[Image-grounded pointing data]
◆ ◆ ◆ ◆ ◆
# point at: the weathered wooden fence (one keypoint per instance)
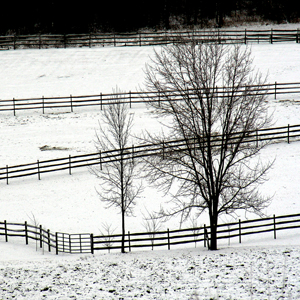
(69, 103)
(288, 133)
(223, 36)
(89, 243)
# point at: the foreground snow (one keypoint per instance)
(231, 273)
(259, 268)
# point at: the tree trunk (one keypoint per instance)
(123, 232)
(213, 232)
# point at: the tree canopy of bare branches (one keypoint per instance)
(119, 185)
(216, 169)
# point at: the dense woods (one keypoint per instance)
(53, 16)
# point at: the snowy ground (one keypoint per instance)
(259, 268)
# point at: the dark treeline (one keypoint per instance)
(53, 16)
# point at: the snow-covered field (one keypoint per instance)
(259, 268)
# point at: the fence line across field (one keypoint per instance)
(221, 36)
(90, 243)
(100, 100)
(288, 133)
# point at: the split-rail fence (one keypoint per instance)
(222, 36)
(69, 103)
(288, 133)
(90, 243)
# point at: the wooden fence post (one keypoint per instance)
(14, 106)
(38, 165)
(129, 242)
(71, 103)
(41, 236)
(80, 245)
(132, 154)
(256, 138)
(205, 232)
(271, 36)
(49, 240)
(70, 243)
(240, 231)
(6, 174)
(56, 243)
(26, 233)
(70, 167)
(43, 104)
(100, 158)
(92, 243)
(274, 222)
(5, 231)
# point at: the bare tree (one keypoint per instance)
(152, 225)
(119, 186)
(215, 168)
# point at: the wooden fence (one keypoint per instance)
(89, 243)
(223, 36)
(69, 103)
(289, 133)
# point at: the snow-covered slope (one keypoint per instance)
(70, 203)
◆ ◆ ◆ ◆ ◆
Exercise aim
In the entries above, find the line with "# point at: the snow-covered field", then retype it and every line after it exactly.

Task solution
# point at: the snow-covered field (one keypoint per instance)
(259, 268)
# point at: the fence line across field (one keypoint per instance)
(221, 36)
(90, 243)
(100, 100)
(288, 133)
# point at: the split-rail fence (one keypoint per instance)
(222, 36)
(69, 103)
(288, 133)
(90, 243)
# point at: the wooden fence post (one keypoint per instance)
(14, 106)
(38, 165)
(129, 242)
(71, 103)
(41, 236)
(80, 245)
(132, 154)
(256, 138)
(205, 232)
(271, 36)
(49, 240)
(70, 243)
(240, 231)
(6, 174)
(56, 243)
(26, 233)
(70, 167)
(43, 104)
(100, 158)
(92, 243)
(274, 222)
(5, 231)
# point at: the bare tree (one keypoint per instance)
(152, 225)
(119, 186)
(215, 168)
# point at: the wooden fence (one keypoint per instance)
(89, 243)
(223, 36)
(69, 103)
(289, 133)
# point at: the snow-covered slope (one keypoint per instance)
(70, 203)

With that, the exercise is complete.